## Problem to work on
Write out each line of the records that has "locate" in it.

## Supplied material
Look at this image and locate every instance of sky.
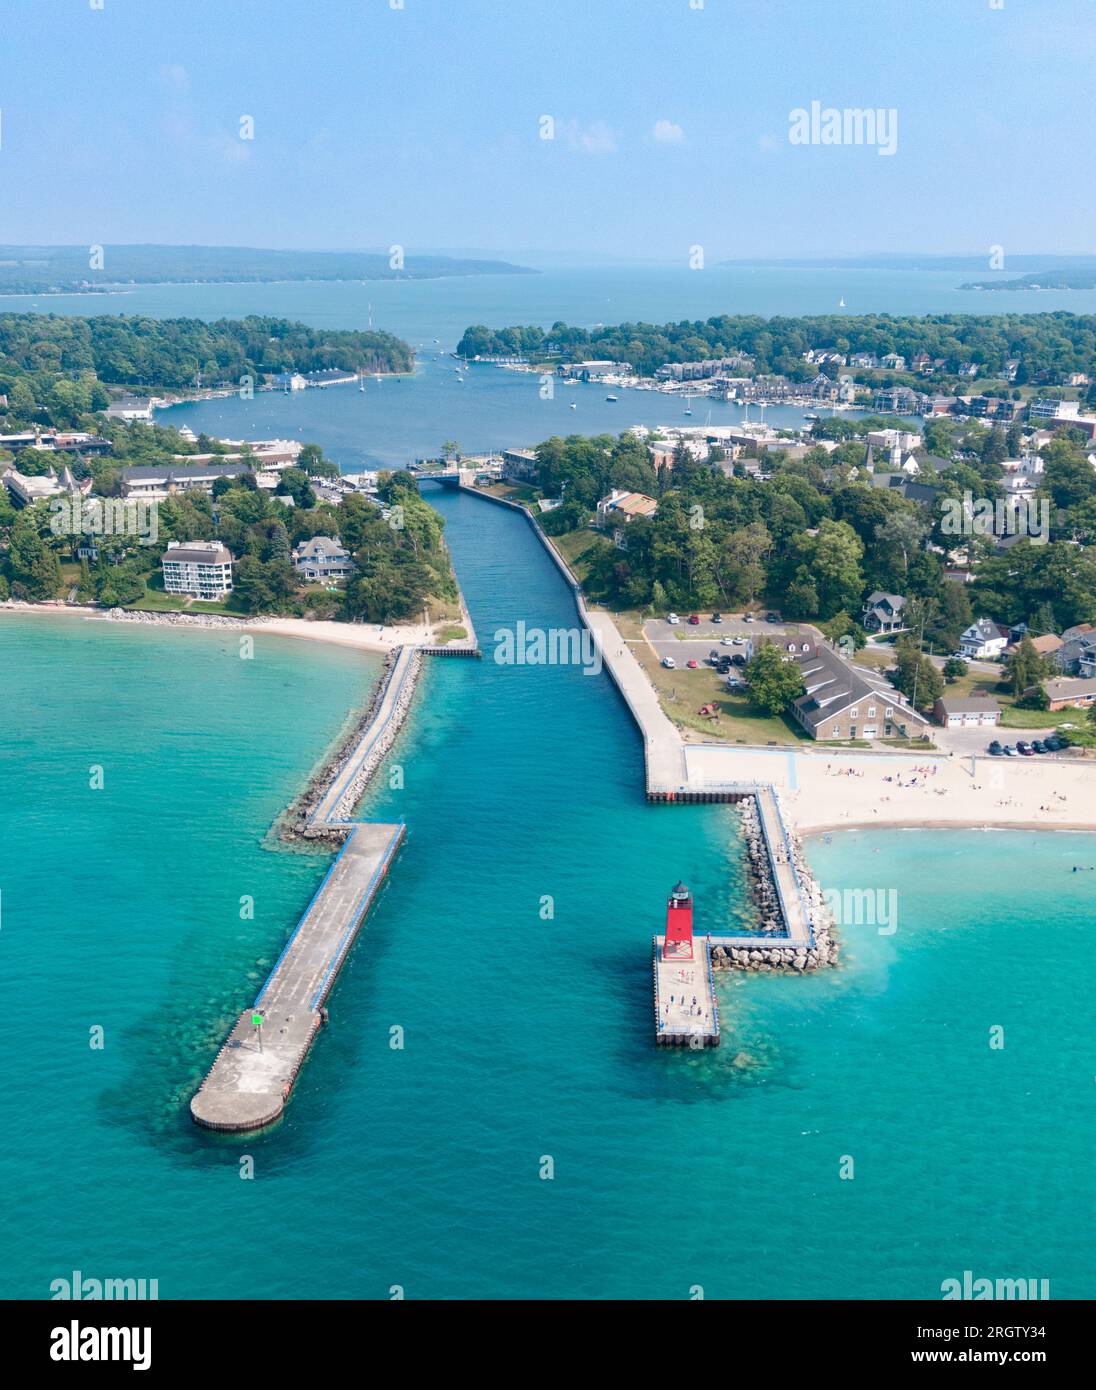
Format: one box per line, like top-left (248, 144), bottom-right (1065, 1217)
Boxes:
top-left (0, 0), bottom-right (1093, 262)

* * *

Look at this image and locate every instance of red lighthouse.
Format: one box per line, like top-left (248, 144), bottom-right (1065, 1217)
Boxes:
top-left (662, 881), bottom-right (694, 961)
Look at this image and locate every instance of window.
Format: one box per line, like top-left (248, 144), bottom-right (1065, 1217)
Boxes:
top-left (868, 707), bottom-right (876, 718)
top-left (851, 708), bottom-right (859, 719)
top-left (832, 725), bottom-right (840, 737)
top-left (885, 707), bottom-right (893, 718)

==

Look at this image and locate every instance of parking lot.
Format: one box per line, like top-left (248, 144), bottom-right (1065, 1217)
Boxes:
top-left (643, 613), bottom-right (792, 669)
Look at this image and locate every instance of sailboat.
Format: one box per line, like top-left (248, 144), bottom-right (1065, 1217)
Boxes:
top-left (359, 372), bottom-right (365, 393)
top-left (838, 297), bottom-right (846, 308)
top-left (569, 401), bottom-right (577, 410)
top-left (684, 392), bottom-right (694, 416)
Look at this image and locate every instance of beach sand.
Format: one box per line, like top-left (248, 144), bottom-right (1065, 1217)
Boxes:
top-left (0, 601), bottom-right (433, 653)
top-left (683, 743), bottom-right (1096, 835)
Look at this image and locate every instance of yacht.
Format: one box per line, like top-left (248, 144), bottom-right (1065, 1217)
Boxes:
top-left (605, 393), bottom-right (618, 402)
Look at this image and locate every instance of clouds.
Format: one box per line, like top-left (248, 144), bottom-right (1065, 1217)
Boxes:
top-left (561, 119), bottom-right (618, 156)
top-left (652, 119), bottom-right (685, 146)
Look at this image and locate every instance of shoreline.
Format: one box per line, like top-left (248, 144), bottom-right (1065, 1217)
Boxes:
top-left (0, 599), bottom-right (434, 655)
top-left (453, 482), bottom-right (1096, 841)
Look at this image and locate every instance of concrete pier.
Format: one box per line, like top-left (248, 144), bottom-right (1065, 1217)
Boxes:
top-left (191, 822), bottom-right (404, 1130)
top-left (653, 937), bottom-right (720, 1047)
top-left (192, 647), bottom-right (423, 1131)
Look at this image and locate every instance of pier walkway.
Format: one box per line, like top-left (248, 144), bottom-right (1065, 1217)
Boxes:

## Solved exercise
Look at this image and locate every instance of sky.
Look at this image and locate every instance of red lighthouse.
Look at this image and locate every instance of window.
Look at this image and locate every instance of parking lot.
Look at this image and locate every instance of sailboat.
Look at this image and locate every instance of beach sand.
Look at this image and locate every instance of yacht.
Look at this image and locate every instance of clouds.
Look at this image and locate every instance of shoreline.
Look at this image and locate every instance of concrete pier.
Look at this image and locate every instance of pier walkway.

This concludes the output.